→ **Exercise directions**
Down to the last line, output the records below exactly.

━━ Available records ━━

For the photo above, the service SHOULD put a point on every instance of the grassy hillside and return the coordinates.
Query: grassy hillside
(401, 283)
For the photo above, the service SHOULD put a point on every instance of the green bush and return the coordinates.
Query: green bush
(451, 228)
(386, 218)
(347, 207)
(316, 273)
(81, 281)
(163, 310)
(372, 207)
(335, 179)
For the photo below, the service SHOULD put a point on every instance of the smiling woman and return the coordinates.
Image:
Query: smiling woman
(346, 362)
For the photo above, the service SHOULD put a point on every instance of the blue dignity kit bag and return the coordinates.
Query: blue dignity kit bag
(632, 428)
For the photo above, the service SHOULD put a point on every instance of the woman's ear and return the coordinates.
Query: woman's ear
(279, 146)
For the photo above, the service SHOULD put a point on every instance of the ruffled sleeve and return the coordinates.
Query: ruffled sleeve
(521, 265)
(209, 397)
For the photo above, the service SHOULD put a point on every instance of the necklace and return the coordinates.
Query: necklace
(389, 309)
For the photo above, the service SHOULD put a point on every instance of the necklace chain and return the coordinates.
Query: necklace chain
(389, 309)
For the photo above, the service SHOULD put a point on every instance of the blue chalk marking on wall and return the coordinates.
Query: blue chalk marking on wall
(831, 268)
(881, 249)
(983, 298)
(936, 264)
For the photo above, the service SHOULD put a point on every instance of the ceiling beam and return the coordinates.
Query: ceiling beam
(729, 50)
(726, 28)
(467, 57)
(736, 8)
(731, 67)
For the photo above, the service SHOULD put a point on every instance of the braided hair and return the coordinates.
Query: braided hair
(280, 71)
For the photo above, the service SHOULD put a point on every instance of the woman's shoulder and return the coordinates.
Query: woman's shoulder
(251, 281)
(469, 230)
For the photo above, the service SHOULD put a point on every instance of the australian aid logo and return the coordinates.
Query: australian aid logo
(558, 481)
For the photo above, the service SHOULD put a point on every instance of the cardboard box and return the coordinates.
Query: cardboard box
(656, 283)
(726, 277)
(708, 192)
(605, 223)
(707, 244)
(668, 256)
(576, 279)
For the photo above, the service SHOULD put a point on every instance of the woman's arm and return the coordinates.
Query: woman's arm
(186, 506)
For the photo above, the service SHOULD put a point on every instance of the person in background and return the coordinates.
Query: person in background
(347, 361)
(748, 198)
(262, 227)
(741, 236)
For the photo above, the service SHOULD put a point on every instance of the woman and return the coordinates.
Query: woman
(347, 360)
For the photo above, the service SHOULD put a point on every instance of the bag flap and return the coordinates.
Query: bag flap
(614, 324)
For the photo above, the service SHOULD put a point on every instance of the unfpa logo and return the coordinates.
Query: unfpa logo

━━━

→ **Exercise response**
For the photo above, the service SHOULD put a point on every instance of the grassy hillside and return the coordinates.
Query: grassy hillside
(401, 283)
For the photo above, the service SHOULD put a point on every instance of the green bush and return the coordinates.
Query: green bush
(451, 228)
(386, 218)
(347, 207)
(316, 273)
(81, 281)
(163, 310)
(372, 207)
(335, 179)
For the photo below, the service SHOULD put a point on every instance of the smiling woman and return the coordinates.
Image:
Query: smiling woman
(346, 362)
For the photo above, the service SHOULD put a point on every instance of the blue dignity kit bag and return the coordinates.
Query: blue dignity kit bag
(632, 428)
For the photo above, the service SHOULD put a point on every instance of the woman's ear and return the coordinates.
Query: woman's ear
(279, 146)
For the photo above, the service SHOULD put a point on every instance of the ruffled sleeve and return the coordinates.
Query: ruffled sleeve
(521, 265)
(209, 397)
For the photo above, the service SHOULD put a point on every instance of the necklace and return the coordinates.
Query: necklace
(389, 309)
For the photo above, the service SHOULD put a point on every instance of the necklace chain and return the coordinates.
Query: necklace chain
(389, 309)
For the photo above, the service SHOULD put a point on every instance of the blue chalk marking on wall and return the coordinates.
Query: blue chalk marking on wall
(831, 268)
(881, 249)
(983, 298)
(936, 264)
For the photo above, the service SHOULD put a point on every instance of the ceiling beam and return the coordinates.
Query: ceiling beam
(729, 50)
(726, 28)
(467, 57)
(736, 8)
(731, 67)
For the photo above, the service SHOULD put a point on every instance of the braided hair and return the coordinates.
Query: braided hair
(280, 71)
For the photo above, the service SHOULD put a point on every instance of the woman's shoulder and return the coordinates.
Query: woman's shoulder
(251, 281)
(469, 230)
For the photo above, the service SHOULD put a point on every instance of the australian aid logo and return the coordinates.
Query: australian aid logo
(558, 481)
For the photo above, the service SHOULD put a point on every instance of the cardboard box and return the coordinates.
Query: cardboard box
(656, 283)
(726, 277)
(708, 192)
(605, 223)
(707, 244)
(668, 256)
(576, 279)
For the photo above, the service SHOULD put a point on every instance of the woman's arm and return the coordinates.
Query: woman's arm
(186, 506)
For the photo above, the service SHOULD put a point on every instance of the person in background and return the coordinates.
Query: person in background
(347, 361)
(748, 198)
(262, 227)
(741, 236)
For the photo above, the service SHOULD put a point on every instance of the woman and return the coordinates.
Query: woman
(347, 360)
For the photo above, the service SHOULD put a point on every instance of the bag flap and return the coordinates.
Query: bag flap
(614, 324)
For the photo above, the service SHOULD put a point on every instance of the unfpa logo and return the coordinates.
Query: unfpa logo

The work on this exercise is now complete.